### EXERCISE DETAILS
Nothing but a number is wanted here: the count of lines in the data holding the word "segment".

***** SUPPLIED RECORDS

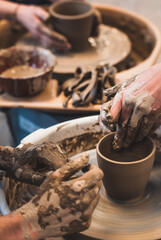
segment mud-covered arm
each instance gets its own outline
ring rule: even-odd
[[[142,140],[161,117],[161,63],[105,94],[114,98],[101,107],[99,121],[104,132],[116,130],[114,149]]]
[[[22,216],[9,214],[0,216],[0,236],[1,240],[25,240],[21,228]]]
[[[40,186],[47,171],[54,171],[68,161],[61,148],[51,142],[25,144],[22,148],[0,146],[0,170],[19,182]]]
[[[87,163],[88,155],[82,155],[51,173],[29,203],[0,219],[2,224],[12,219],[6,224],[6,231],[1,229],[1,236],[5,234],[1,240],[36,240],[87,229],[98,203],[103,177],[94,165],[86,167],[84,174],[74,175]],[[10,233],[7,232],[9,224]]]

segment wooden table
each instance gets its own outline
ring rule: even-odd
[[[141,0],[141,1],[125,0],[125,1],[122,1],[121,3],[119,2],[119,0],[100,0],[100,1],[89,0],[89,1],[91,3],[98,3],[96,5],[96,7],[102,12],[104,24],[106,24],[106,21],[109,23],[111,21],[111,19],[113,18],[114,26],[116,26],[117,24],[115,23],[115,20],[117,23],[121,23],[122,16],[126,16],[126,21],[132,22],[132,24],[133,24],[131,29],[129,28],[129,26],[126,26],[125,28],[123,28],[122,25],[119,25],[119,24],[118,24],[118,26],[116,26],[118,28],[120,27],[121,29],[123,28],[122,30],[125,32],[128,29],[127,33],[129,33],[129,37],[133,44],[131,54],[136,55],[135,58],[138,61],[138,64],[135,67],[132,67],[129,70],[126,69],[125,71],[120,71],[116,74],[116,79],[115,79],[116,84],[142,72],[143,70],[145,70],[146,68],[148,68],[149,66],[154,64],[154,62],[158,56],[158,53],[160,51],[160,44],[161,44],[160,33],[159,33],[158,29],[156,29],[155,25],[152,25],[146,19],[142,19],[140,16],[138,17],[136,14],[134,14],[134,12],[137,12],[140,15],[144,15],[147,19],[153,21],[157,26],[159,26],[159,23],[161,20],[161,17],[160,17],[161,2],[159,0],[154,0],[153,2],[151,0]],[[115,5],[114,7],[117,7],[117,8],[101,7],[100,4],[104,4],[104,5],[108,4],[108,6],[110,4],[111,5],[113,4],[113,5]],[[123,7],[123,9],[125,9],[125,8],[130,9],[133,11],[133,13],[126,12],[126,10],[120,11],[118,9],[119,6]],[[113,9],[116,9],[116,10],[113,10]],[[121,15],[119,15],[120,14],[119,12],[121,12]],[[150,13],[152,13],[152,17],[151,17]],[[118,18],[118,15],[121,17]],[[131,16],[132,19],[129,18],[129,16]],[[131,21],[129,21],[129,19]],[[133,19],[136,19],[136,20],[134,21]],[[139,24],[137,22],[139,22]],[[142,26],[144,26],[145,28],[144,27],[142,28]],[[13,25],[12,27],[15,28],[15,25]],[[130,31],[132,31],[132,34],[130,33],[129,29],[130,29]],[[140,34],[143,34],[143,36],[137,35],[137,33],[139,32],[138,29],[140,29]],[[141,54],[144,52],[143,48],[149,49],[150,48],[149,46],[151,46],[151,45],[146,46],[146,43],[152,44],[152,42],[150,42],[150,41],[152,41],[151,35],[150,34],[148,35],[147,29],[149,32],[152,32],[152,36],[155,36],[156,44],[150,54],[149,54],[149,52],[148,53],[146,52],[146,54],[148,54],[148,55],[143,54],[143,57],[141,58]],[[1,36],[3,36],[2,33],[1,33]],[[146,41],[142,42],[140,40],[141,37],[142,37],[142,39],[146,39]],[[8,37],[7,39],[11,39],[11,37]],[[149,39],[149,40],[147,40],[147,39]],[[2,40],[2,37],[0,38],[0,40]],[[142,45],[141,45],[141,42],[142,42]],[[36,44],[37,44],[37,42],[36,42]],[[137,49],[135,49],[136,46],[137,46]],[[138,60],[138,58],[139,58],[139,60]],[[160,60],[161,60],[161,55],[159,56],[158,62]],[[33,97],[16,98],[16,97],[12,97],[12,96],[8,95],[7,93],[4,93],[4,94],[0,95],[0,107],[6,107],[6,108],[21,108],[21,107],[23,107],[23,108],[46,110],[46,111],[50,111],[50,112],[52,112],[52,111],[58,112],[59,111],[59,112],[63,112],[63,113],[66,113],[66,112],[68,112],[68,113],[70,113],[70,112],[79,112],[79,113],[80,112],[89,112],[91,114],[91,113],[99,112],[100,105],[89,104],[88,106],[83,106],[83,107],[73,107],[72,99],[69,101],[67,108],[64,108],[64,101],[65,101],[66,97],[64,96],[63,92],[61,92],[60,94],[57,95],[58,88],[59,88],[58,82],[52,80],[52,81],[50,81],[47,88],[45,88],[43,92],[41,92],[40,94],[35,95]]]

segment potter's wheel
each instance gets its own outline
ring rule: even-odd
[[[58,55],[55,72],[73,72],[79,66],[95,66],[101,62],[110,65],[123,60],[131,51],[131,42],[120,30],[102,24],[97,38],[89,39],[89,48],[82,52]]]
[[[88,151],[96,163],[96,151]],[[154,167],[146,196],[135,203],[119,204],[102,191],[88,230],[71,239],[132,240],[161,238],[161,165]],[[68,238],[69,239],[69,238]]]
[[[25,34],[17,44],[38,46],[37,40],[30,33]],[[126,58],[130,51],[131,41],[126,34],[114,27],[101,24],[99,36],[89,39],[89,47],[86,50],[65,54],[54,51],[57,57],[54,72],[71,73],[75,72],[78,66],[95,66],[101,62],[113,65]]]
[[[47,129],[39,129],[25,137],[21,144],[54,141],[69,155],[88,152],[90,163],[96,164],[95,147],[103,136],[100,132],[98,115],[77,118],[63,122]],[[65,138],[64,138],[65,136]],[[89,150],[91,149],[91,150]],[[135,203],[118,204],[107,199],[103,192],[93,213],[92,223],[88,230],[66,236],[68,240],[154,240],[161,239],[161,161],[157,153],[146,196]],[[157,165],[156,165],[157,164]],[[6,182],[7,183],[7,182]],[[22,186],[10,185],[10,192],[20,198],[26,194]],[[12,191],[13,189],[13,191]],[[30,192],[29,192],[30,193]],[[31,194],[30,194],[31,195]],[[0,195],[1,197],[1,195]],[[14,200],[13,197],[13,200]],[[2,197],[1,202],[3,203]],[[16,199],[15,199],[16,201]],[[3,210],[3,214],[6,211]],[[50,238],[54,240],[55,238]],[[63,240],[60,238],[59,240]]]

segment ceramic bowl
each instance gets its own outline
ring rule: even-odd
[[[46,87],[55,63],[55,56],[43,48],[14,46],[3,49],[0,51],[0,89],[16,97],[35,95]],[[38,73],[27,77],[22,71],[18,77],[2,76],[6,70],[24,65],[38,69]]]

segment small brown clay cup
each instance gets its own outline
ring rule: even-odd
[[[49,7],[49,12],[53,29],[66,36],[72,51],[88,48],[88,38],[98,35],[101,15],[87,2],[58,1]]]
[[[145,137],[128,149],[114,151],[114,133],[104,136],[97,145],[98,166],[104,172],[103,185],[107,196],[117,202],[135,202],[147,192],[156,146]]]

**********

### RESPONSE FOR THIS EXERCISE
5